Texte de l'exercice:
# # #

Les blessés de la moelle épinière étaient laissés pour morts dans les hôpitaux anglais de la Seconde Guerre mondiale. Sauf à l'unité d'un neurologue bourru qui imposait l'entraînement sportif à ses patients. Portrait de la petite révolution des paralympiques.

Margaret Maughan, première médaillée d'or paralympique pour la Grande-Bretagne, se souvient bien de sa première rencontre avec Ludwig «Poppa» Guttmann malgré ses 84 ans. C'était en 1959, à l'hôpital de Stoke Mandeville, une ville de 6000 âmes à l'est de Londres. Tout juste admise à la suite d'un accident de voiture, elle pleurait lorsqu'un petit homme s'est approché de son lit.

«Il m'a ordonné de sécher mes larmes et de penser à tout ce que je pouvais faire», dit la paraplégique, sourire aux lèvres.

Aussitôt dit, le directeur du centre de rétablissement lui prescrit une routine éreintante: piscine et ébénisterie le matin, physiothérapie et tir à l'arc l'après-midi.

Peu à peu, Margaret retrouve la force et la coordination dans le haut de son corps. Quinze ans plus tôt, elle n'aurait pas survécu trois mois.

L'arrivée de Ludwig Guttmann à Stoke Mandeville en 1943 avait multiplié par 10 l'espérance de vie des paralysés. Du jour au lendemain, les plaies de lit et les infections urinaires cessèrent d'être mortelles.

Son secret? Le sport.

Le réfugié de l'Allemagne nazie a d'abord inventé le polo en chaise roulante pour ses patients. Puis, vint le tir à l'arc.

En 1948, il organise une compétition pour coïncider avec les Jeux d'été de Londres. Quatre ans plus tard, une équipe néerlandaise se joint au «Grand Festival du Sport Paraplégique». Les Jeux paralympiques étaient nés.

Filiation

Ludwig Guttmann vient d'obtenir la place qui lui revenait dans la généalogie de la famille olympique.

À partir de cet été, son buste sera exposé dans chaque ville hôte des jeux, une victoire pour des dizaines d'anciens patients, dont beaucoup de médaillés paralympiques.

# # #

Enregistrements présentés:
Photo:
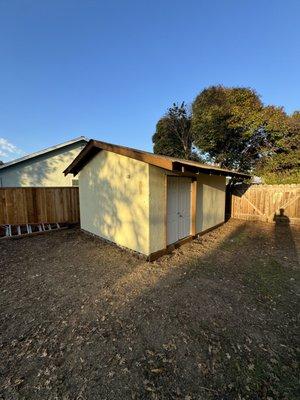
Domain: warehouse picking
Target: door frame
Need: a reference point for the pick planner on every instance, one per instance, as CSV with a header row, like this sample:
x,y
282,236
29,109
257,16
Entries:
x,y
193,209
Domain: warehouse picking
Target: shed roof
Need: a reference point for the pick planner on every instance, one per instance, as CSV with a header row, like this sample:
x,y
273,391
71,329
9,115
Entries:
x,y
93,147
82,139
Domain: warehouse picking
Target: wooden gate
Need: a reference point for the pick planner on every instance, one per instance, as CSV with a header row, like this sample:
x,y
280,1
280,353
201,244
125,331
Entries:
x,y
29,205
265,202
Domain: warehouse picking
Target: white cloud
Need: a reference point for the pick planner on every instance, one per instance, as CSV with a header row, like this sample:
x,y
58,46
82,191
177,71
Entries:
x,y
8,150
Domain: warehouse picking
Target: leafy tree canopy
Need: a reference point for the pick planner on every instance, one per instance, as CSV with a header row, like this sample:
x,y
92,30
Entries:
x,y
173,136
232,127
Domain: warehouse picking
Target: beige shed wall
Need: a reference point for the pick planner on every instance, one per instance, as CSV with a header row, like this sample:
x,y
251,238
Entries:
x,y
210,201
45,170
114,200
157,212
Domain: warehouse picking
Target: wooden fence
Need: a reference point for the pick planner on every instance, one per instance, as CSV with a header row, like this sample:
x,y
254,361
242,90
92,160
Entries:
x,y
29,205
266,203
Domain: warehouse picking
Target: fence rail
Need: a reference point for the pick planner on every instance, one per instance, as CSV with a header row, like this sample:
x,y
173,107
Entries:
x,y
29,205
264,202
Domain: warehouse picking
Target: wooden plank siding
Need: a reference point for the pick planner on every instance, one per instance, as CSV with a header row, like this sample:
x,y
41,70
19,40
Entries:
x,y
263,202
29,205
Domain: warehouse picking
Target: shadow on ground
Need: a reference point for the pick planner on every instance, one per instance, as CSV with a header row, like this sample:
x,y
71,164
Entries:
x,y
83,319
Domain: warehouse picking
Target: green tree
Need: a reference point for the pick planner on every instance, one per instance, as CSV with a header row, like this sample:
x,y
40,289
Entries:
x,y
231,124
173,136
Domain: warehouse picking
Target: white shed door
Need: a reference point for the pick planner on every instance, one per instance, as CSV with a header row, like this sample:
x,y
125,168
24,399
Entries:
x,y
178,208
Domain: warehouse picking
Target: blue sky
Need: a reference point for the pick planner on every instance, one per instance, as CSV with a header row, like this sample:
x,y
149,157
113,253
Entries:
x,y
110,69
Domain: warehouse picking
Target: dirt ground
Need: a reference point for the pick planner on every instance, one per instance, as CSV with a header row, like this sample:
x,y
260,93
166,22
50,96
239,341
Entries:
x,y
84,319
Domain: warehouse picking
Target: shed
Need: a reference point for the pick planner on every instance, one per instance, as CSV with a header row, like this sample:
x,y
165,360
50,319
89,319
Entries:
x,y
147,202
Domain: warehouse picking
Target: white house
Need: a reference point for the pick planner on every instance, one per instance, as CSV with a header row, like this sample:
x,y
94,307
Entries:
x,y
43,168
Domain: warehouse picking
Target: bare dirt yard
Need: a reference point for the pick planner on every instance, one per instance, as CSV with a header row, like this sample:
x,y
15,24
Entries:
x,y
217,319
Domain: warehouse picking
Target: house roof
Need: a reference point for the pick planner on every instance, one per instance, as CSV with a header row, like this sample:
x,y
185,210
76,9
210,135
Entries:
x,y
82,139
178,165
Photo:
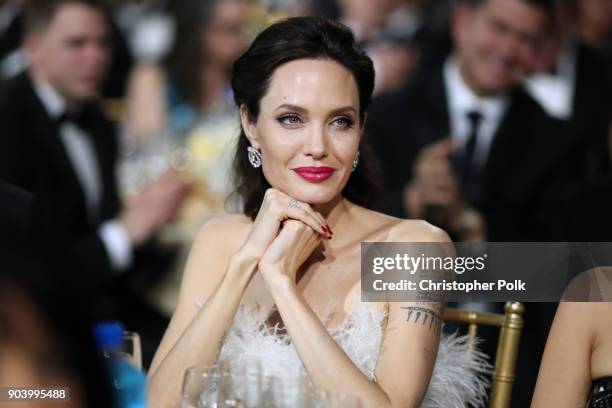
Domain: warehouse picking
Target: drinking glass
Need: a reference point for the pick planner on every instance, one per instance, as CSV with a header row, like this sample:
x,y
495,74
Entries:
x,y
201,387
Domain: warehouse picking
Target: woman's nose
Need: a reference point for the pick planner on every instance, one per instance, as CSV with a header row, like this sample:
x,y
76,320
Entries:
x,y
316,143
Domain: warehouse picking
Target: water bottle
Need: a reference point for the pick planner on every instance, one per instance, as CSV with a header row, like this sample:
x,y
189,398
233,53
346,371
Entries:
x,y
127,380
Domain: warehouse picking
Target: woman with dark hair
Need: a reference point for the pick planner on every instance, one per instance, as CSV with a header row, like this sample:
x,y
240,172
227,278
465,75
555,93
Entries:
x,y
187,102
193,84
282,287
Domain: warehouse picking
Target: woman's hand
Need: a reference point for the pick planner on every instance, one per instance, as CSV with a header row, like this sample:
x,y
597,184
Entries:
x,y
289,250
275,210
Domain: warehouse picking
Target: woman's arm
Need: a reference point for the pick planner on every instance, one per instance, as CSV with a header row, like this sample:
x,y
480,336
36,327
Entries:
x,y
565,372
147,112
195,336
410,348
218,273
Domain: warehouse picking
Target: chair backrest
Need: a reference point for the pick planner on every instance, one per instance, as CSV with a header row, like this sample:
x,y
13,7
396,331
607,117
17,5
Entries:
x,y
511,324
114,109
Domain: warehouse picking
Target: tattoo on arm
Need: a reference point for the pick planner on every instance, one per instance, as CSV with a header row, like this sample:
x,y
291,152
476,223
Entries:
x,y
423,316
220,343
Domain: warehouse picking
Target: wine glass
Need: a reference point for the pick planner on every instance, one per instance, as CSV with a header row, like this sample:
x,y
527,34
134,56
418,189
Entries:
x,y
201,387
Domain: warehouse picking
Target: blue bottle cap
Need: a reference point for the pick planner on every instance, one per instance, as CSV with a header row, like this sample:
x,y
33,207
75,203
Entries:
x,y
109,335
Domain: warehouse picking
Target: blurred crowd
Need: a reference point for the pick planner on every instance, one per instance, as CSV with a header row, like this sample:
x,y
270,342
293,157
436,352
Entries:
x,y
117,124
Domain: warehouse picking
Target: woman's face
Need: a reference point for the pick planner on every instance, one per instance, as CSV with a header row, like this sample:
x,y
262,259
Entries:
x,y
308,129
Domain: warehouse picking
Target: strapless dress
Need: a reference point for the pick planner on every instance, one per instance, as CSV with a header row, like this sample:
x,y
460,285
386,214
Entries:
x,y
460,375
601,393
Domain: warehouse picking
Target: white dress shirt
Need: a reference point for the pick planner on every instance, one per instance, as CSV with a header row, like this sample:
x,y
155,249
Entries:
x,y
555,92
82,155
461,101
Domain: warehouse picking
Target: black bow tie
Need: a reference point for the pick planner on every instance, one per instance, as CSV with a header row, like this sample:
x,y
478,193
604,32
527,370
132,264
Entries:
x,y
70,117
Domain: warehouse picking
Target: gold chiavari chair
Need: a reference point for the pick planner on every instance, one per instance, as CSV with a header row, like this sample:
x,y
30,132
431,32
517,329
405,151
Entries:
x,y
511,324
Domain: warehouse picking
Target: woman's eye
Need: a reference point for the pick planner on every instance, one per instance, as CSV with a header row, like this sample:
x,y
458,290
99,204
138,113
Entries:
x,y
289,120
344,122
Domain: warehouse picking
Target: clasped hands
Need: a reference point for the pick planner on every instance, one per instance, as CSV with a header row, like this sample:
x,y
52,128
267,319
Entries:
x,y
283,237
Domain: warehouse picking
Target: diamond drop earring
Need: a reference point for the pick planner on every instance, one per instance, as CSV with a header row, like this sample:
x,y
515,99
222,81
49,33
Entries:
x,y
254,156
355,161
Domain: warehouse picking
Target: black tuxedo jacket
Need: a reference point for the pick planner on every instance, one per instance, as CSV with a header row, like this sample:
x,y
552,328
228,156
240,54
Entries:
x,y
531,153
591,108
33,157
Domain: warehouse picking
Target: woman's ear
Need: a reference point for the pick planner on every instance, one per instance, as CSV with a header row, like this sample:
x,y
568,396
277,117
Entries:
x,y
248,126
363,122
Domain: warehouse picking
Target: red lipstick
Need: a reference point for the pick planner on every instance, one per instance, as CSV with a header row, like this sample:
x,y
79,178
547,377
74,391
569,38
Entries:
x,y
315,174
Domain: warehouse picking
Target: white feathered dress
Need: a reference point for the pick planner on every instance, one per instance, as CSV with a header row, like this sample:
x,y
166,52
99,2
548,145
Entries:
x,y
459,378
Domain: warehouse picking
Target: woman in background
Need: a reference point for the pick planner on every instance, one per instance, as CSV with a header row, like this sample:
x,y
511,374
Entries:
x,y
194,83
576,369
283,285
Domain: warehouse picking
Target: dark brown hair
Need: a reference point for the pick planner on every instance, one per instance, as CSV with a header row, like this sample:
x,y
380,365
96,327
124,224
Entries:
x,y
39,13
289,40
187,57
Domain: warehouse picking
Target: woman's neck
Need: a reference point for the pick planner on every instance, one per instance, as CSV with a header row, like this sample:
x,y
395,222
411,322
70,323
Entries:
x,y
336,212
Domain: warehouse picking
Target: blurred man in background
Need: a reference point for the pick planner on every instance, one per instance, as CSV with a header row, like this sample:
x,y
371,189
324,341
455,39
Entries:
x,y
465,147
56,144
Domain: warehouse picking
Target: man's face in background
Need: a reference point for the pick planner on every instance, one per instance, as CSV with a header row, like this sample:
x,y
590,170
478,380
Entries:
x,y
496,42
72,52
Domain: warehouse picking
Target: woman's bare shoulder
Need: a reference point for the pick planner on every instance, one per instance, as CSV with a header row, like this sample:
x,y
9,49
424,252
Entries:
x,y
232,228
400,229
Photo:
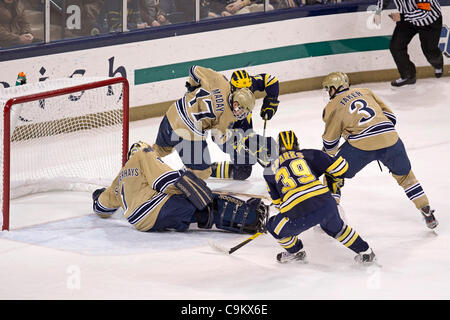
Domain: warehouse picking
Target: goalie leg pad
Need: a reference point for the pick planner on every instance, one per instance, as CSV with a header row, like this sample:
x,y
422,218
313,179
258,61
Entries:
x,y
195,190
236,215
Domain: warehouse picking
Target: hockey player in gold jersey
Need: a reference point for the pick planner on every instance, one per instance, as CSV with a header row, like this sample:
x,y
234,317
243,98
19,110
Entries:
x,y
154,197
209,105
368,126
246,147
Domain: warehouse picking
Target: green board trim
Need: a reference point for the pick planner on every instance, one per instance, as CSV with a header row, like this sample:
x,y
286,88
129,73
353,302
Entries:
x,y
254,58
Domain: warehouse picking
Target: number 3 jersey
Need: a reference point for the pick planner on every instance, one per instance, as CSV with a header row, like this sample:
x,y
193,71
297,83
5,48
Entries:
x,y
361,118
293,179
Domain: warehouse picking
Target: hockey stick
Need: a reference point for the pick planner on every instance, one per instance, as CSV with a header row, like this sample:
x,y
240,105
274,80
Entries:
x,y
233,249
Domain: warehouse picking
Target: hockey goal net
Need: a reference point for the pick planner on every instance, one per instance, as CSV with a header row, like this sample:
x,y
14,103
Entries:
x,y
64,134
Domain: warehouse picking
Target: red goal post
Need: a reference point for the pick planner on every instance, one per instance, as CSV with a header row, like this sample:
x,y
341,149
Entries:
x,y
61,134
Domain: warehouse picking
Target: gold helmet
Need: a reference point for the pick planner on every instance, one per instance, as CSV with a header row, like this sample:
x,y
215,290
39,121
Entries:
x,y
245,100
338,80
287,141
135,147
240,79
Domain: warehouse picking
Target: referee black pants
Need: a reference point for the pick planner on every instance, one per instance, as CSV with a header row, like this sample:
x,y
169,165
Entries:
x,y
429,40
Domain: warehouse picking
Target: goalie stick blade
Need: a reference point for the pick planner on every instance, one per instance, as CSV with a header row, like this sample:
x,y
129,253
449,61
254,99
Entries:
x,y
218,248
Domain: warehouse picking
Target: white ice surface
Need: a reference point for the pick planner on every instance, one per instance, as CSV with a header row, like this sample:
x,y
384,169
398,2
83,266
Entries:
x,y
58,249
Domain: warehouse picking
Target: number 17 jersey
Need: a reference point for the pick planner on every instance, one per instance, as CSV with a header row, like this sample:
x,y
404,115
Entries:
x,y
361,118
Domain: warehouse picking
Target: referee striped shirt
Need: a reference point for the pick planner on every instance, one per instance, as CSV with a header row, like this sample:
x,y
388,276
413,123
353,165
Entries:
x,y
418,12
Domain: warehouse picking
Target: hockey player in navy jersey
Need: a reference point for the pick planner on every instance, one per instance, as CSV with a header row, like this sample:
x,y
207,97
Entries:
x,y
368,126
303,201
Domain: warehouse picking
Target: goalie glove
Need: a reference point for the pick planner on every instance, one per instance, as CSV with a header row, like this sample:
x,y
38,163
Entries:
x,y
195,190
269,107
257,146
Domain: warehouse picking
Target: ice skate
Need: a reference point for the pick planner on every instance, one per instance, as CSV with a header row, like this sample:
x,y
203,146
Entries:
x,y
430,220
285,257
366,257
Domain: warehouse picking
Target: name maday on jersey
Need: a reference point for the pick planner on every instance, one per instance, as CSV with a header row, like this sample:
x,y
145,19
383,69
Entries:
x,y
205,108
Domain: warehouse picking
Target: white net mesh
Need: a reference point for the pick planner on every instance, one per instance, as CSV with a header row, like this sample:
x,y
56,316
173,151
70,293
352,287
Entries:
x,y
68,142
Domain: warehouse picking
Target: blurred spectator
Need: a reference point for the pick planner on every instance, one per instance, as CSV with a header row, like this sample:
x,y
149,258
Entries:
x,y
246,6
187,8
14,27
89,13
110,17
152,13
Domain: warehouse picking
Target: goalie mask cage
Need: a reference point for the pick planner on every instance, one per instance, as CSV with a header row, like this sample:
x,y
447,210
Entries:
x,y
64,134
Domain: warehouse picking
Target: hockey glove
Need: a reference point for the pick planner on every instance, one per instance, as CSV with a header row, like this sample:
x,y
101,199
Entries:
x,y
195,189
269,107
334,184
256,146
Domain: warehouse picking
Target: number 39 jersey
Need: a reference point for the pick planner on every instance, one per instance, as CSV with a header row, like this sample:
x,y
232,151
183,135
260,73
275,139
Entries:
x,y
361,118
294,178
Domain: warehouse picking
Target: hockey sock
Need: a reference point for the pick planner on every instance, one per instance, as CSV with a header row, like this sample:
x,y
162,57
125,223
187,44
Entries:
x,y
413,189
351,239
292,244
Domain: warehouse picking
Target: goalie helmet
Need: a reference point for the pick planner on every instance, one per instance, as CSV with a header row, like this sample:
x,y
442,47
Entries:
x,y
135,147
240,79
287,141
337,80
245,103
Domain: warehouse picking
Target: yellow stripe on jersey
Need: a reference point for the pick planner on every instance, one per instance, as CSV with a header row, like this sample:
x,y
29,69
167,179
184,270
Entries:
x,y
269,80
298,199
302,188
249,117
280,225
219,164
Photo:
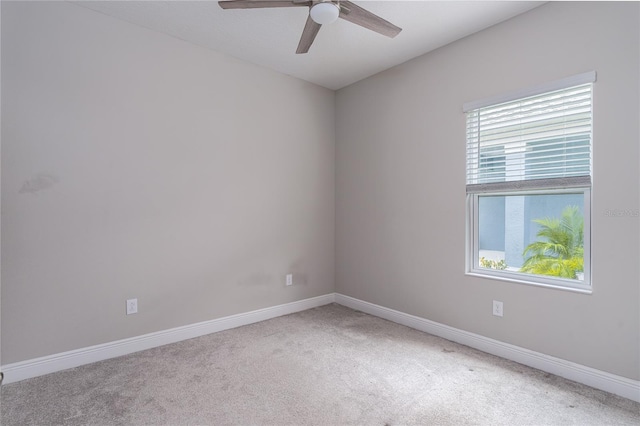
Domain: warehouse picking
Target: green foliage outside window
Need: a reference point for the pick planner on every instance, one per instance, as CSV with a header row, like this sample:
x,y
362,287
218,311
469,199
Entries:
x,y
561,252
493,264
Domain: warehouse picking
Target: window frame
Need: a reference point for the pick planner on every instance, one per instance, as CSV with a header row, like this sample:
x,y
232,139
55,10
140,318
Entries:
x,y
571,185
472,253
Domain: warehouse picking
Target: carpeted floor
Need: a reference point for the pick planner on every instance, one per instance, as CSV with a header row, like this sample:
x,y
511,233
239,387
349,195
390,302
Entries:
x,y
325,366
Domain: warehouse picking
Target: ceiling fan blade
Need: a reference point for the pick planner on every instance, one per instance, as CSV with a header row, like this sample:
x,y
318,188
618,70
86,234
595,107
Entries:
x,y
259,4
359,16
309,34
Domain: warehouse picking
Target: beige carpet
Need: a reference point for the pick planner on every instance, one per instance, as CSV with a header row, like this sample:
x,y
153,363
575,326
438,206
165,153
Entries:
x,y
325,366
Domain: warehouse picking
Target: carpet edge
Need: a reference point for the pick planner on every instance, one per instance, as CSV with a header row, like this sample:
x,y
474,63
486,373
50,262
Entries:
x,y
621,386
27,369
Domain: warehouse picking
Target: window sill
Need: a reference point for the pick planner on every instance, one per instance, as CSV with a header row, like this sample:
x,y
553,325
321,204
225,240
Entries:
x,y
518,280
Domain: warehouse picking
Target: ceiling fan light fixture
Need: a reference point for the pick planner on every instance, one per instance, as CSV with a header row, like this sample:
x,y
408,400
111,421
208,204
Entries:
x,y
324,13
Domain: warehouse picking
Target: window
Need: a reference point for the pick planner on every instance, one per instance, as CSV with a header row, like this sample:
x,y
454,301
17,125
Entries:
x,y
529,185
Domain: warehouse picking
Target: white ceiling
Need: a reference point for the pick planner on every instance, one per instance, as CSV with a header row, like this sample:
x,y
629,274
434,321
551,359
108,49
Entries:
x,y
341,54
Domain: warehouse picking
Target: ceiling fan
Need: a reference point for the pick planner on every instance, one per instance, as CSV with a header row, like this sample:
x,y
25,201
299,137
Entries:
x,y
321,12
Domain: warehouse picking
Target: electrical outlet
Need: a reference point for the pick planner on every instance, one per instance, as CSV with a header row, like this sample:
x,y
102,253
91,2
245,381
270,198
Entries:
x,y
497,308
132,306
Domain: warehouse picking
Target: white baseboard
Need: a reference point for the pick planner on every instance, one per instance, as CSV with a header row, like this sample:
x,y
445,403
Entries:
x,y
589,376
62,361
602,380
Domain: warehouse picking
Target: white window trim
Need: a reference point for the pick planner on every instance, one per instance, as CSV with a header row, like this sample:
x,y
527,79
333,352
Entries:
x,y
581,184
472,255
563,83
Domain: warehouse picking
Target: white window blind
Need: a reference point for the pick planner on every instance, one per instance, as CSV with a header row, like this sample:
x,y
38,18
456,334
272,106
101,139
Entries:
x,y
541,141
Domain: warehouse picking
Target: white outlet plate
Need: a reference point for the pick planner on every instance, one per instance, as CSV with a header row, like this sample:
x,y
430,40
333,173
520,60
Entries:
x,y
132,306
497,308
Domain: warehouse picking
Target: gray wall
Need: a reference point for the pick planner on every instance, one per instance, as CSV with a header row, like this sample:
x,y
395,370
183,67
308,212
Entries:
x,y
400,185
137,165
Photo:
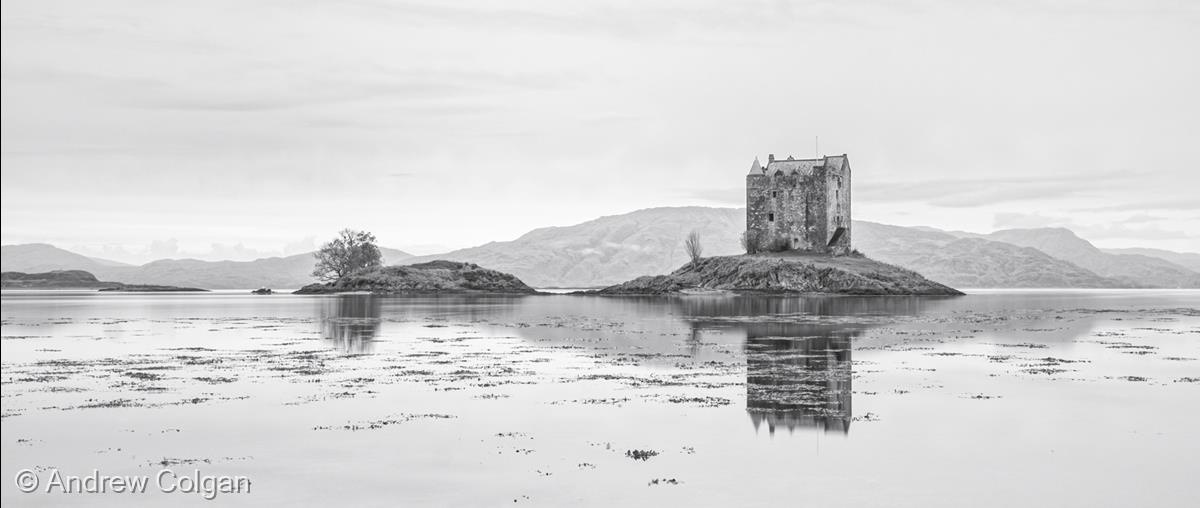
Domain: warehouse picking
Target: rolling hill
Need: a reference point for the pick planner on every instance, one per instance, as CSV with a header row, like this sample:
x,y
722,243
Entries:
x,y
619,247
289,272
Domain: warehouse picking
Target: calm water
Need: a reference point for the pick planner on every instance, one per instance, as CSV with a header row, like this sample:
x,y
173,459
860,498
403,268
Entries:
x,y
1081,399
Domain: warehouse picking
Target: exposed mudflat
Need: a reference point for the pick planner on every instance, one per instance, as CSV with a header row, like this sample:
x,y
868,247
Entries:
x,y
1065,399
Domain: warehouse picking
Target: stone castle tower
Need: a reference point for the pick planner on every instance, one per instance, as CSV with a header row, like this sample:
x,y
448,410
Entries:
x,y
799,204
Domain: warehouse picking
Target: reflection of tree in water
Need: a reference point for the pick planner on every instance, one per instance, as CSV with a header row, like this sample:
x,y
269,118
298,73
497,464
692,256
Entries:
x,y
351,321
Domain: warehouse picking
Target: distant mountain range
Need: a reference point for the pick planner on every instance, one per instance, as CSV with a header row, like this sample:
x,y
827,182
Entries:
x,y
289,272
619,247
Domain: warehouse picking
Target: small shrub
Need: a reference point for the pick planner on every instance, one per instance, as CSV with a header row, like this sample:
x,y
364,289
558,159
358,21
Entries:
x,y
750,241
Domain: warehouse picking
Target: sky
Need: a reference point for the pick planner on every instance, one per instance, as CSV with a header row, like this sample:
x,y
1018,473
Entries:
x,y
237,129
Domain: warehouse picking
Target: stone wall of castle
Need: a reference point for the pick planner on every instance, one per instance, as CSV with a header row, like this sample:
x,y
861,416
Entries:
x,y
801,211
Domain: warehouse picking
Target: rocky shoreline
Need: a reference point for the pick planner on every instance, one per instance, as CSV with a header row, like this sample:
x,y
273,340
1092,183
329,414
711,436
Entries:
x,y
79,280
784,274
432,278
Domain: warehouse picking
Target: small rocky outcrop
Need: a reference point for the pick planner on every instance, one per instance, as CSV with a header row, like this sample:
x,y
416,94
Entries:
x,y
785,273
432,278
150,288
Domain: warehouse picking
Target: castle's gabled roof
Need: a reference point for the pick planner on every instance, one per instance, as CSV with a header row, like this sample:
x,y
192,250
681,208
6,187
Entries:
x,y
799,167
756,168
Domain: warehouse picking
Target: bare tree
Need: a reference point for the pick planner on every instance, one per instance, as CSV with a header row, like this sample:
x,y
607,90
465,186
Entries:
x,y
694,247
750,241
347,254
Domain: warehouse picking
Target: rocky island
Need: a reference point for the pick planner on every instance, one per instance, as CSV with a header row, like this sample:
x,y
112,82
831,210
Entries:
x,y
432,278
785,273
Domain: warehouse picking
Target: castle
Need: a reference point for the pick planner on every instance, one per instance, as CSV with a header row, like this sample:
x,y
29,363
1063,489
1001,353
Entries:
x,y
799,204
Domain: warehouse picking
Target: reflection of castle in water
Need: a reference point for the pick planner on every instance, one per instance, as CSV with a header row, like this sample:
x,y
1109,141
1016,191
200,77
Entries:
x,y
799,381
351,321
798,353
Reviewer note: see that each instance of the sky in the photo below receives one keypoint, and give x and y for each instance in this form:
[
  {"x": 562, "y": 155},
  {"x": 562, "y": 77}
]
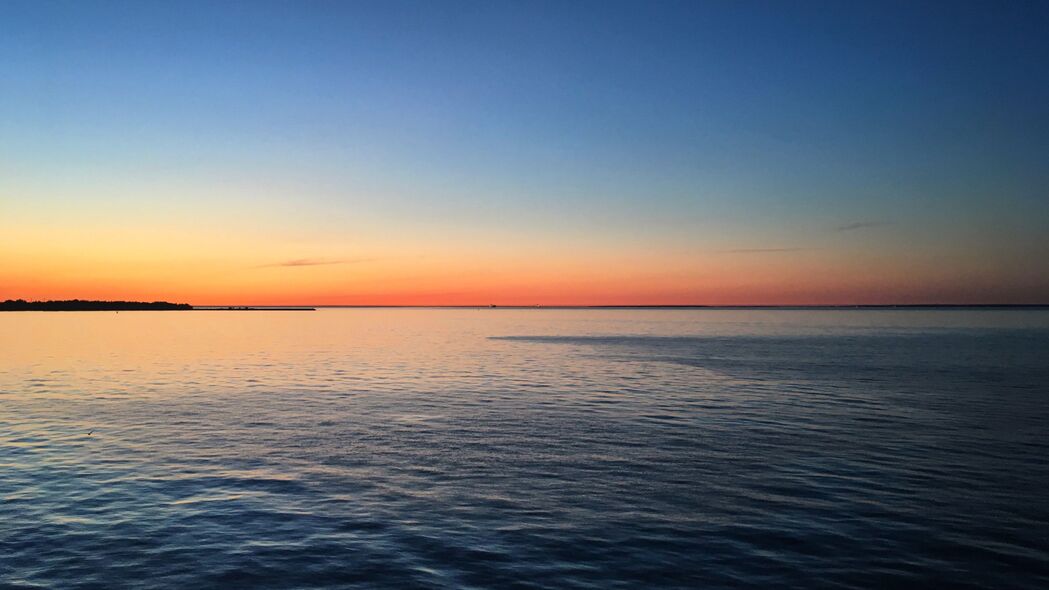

# # #

Exercices:
**1.** D'après le texte sur Ludwig Guttmann, qu'est-ce qui a permis aux paralysés de Stoke Mandeville de vivre bien plus longtemps ? Expliquez-le en une à trois phrases.
**2.** Recopiez tout ce qui va de « Le réfugié de » jusqu'à « de médaillés paralympiques. » dans le texte sur Ludwig Guttmann, en changeant « polo » en « basket ».
**3.** Selon le texte sur Ludwig Guttmann, avec quel événement la compétition organisée en 1948 devait-elle coïncider ?
Les enregistrements ne servent à rien ici.

Corrigé:
**1.** Le secret de Ludwig Guttmann était le sport, qu'il imposait à ses patients. Après son arrivée en 1943, l'espérance de vie des paralysés a été multipliée par 10. Les plaies de lit et les infections urinaires ont cessé d'être mortelles.

**2.**
Le réfugié de l'Allemagne nazie a d'abord inventé le basket en chaise roulante pour ses patients. Puis, vint le tir à l'arc.

En 1948, il organise une compétition pour coïncider avec les Jeux d'été de Londres. Quatre ans plus tard, une équipe néerlandaise se joint au «Grand Festival du Sport Paraplégique». Les Jeux paralympiques étaient nés.

Filiation

Ludwig Guttmann vient d'obtenir la place qui lui revenait dans la généalogie de la famille olympique.

À partir de cet été, son buste sera exposé dans chaque ville hôte des jeux, une victoire pour des dizaines d'anciens patients, dont beaucoup de médaillés paralympiques.

**3.** Avec les Jeux d'été de Londres.